(SOURCE DOCUMENT)
- - - - - - -

[Techtalk] substring up to the first non-match character

Wim De Smet kromagg at gmail.com
Mon Feb 25 08:48:39 UTC 2013


Hi,

On Sun, Feb 24, 2013 at 5:40 AM, Miriam English <mim at miriam-english.org>wrote:

> I have two strings and I want to find the matching string plus the first
> non-matching character, starting from the first character.
>
> I've written a simple bash loop that works its way forward through the
> strings ($str1 and $str2), dropping out when it encounters the first
> character that doesn't match.
>
>         idx="0"
>         while [ "${str1:$idx:1}" = "${str2:$idx:1}" ]
>         do
>             ((idx += 1))
>         done
>         ((idx += 1))
>         str3="${str2:0:$idx}"
>
> If $str1 is "abcdyz" and $str2 is "abcdmnopq" then $str3 is "abcdm"
> If $str1 is "abc" and $str2 is "wxyz" then $str3 is "w"

- - - - - - -

(DATA BLOCK)
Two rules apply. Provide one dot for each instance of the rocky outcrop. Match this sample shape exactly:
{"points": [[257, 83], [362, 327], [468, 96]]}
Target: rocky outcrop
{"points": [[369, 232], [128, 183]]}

- - - - - - -

(WRITTEN INSTRUCTION 1)
Answer these from the Techtalk message on bash string matching:
(a) What email address is given for Wim De Smet?
(b) On what date and at what time did Miriam English write the quoted message?
(c) If $str1 is "abcdyz" and $str2 is "abcdmnopq", what does $str3 become?
(WRITTEN INSTRUCTION 2)
Pick up the Techtalk message on bash string matching right after its last line and keep writing it.

(EXERCISE ANSWER 1)
(a) kromagg at gmail.com
(b) Sunday, February 24, 2013, at 5:40 AM
(c) "abcdm"

(EXERCISE ANSWER 2)
>
> It works well enough, however it bugs me that it's a bit clumsy and I'm
> haunted by the vague recollection that there is a single command that will
> do the job. Does anybody have any idea of what that command may be?
>

I was thinking about a few ways to do this, but no simple solution comes to
mind. Maybe a sort of split them up into one character per line (with sed),
interleave them with paste, then find the first line where there is not a
double (with uniq somehow). But then paste normally works on files, and
using temporary files for such a simple task... Maybe someone can come up
with a better solution than me based on that. :)


>
> As explanation of its purpose, it is part of a little script I wrote that
> lets me use an empty placeholder file to mark my position in a sequence of
> audio files I'm listening to. I right-click the placeholder after I've
> listened to one of the files and choose "increment" (the name of my script)
> and it renames the placeholder so that it is repositioned in the
> file-listing after the file that I just finished listening to, and before
> the next one. So I can come back weeks or months later and I know where I'm
> up to. Cool, huh?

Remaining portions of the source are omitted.